DOCUMENT EXTRACT:
- - - -
Anita Felicelli's Playlist for Her Novel "Chimerica"


In the Book Notes series, authors create and discuss a music playlist that relates in some way to their recently published book.

Previous contributors include Jesmyn Ward, Lauren Groff, Bret Easton Ellis, Celeste Ng, T.C. Boyle, Dana Spiotta, Amy Bloom, Aimee Bender, Heidi Julavits, Hari Kunzru, and many others.

Anita Felicelli's Chimerica is an inventive and compelling debut novel, a literary legal thriller (with a touch of magical realism) not to be missed.

Jonathan Lethem wrote of the book:

"Felicelli's remarkable CHIMERICA is a coolly surrealist legal thriller--in turns sly, absurd, emotionally vivid, and satirically incisive--that shifts the reader into a world just adjacent to our own."

In her own words, here is Anita Felicelli's Book Notes music playlist for her debut novel Chimerica:

I wrote my novel Chimerica between 2011- 2015 before our world turned as dark as it has become, before conversations about women and power were commonplace. Chimerica is the story of Maya Ramesh, a Tamil American trial attorney who loses her job and her marriage at the same time, and begins scheming about how to get her job back. She’s presented with a strange opportunity in the form of a talking lemur who claims to be from the mural that was the subject of litigation she’d been working on just before being fired.
- - - -
(Region labeling records)
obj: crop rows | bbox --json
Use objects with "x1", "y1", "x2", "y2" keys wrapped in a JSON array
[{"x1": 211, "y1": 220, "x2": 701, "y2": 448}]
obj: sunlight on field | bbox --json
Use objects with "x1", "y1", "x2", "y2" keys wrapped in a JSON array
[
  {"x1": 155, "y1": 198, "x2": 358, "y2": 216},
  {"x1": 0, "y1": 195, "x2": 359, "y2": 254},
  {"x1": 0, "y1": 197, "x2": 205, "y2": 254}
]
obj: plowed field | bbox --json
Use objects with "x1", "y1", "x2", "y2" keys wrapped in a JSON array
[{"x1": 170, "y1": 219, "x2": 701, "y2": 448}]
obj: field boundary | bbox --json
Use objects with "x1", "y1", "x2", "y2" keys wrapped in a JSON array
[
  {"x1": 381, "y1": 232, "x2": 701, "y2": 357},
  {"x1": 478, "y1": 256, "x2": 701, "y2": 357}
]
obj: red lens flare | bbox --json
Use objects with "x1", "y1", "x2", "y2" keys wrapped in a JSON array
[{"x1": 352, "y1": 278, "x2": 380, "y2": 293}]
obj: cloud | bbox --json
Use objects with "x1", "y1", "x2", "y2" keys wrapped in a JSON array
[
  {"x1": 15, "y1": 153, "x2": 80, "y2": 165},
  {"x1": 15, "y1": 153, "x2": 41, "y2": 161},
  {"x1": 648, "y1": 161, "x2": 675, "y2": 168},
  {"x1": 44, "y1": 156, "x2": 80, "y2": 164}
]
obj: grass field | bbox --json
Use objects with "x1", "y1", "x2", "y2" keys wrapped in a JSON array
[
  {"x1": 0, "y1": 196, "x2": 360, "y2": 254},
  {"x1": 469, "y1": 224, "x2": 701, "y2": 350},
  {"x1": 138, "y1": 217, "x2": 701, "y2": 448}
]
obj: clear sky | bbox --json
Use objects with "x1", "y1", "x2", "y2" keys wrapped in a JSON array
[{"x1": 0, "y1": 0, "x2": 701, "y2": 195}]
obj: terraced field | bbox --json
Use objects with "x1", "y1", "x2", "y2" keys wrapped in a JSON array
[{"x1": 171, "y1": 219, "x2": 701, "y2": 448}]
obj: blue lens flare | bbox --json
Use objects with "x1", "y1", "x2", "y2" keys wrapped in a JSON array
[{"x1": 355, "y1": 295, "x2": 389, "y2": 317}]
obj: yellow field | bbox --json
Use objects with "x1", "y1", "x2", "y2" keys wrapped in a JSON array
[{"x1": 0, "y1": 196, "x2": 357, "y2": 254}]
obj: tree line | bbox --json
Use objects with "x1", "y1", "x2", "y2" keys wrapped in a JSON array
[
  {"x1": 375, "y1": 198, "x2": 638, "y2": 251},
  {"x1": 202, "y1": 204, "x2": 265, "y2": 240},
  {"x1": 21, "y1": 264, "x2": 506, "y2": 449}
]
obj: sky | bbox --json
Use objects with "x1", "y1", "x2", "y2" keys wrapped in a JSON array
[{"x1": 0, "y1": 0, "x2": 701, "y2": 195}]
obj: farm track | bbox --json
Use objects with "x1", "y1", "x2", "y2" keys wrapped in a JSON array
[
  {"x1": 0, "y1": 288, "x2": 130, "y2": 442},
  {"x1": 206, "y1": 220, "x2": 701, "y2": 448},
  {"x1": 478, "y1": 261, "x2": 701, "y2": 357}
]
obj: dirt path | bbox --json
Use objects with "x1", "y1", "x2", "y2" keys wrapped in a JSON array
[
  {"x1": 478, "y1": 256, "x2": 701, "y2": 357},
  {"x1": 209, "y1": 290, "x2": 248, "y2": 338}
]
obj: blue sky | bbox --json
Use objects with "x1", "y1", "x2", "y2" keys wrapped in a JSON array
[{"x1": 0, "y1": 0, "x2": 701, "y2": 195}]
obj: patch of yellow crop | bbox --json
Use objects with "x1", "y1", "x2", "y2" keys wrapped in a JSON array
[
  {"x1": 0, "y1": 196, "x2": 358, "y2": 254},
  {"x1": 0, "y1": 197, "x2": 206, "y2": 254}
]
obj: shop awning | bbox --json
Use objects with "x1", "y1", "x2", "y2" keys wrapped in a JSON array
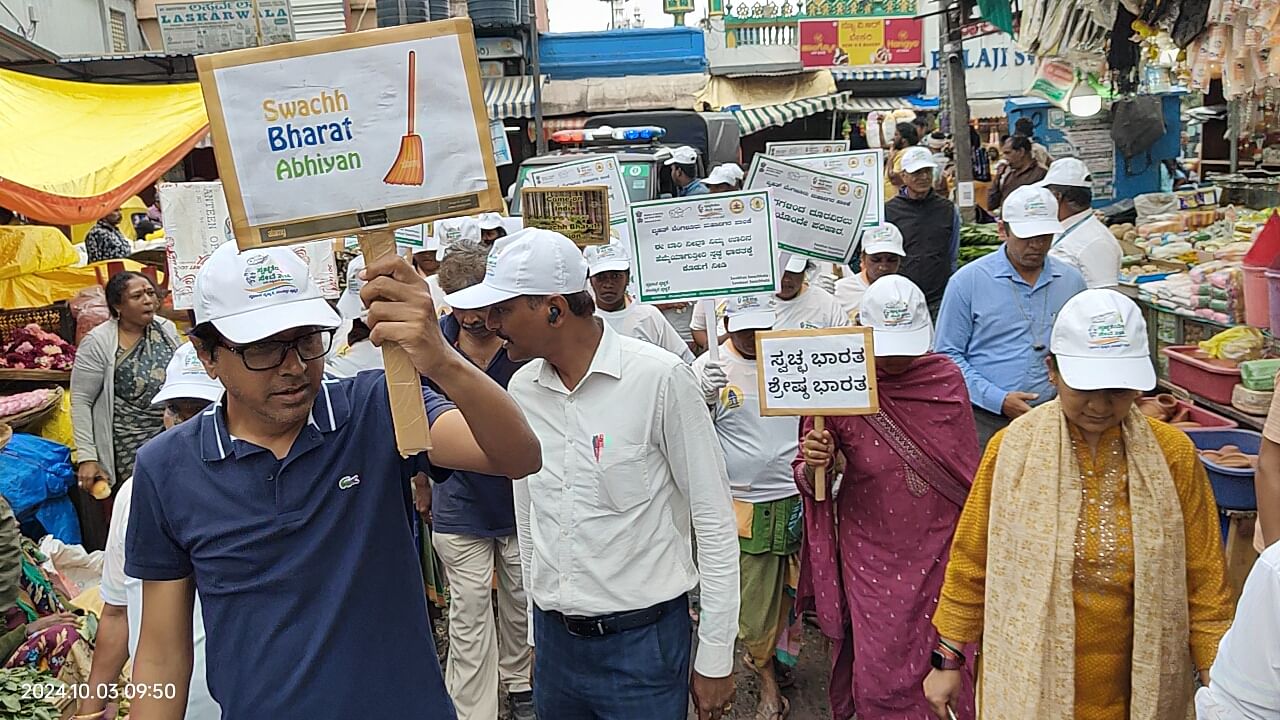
- - - -
TASKS TO PERFORM:
**a.** Repeat word for word the part of the Chimerica playlist page that begins at the words "Anita Felicelli's Playlist" and ends after the words "recently published book.".
**b.** Please reproduce the records verbatim, starting at the line that contains "obj: dirt path | bbox --json" and continuing through the end of the records, with both ends included. Leave the pictures out of your answer.

SOLUTIONS BY TASK:
**a.**
Anita Felicelli's Playlist for Her Novel "Chimerica"


In the Book Notes series, authors create and discuss a music playlist that relates in some way to their recently published book.

**b.**
obj: dirt path | bbox --json
Use objects with "x1", "y1", "x2", "y2" keys wrapped in a JSON array
[
  {"x1": 478, "y1": 256, "x2": 701, "y2": 357},
  {"x1": 209, "y1": 290, "x2": 248, "y2": 338}
]
obj: blue sky | bbox --json
Use objects with "x1", "y1", "x2", "y2" keys wrapped in a JSON array
[{"x1": 0, "y1": 0, "x2": 701, "y2": 195}]
obj: patch of yellow crop | bbox --json
Use objects with "x1", "y1", "x2", "y2" keys wrapped in a JSON array
[
  {"x1": 0, "y1": 196, "x2": 358, "y2": 254},
  {"x1": 0, "y1": 197, "x2": 206, "y2": 254}
]
obj: shop awning | bbox --json
Use objects with "x1", "y1", "x2", "y2" keys wrapped in a JSON array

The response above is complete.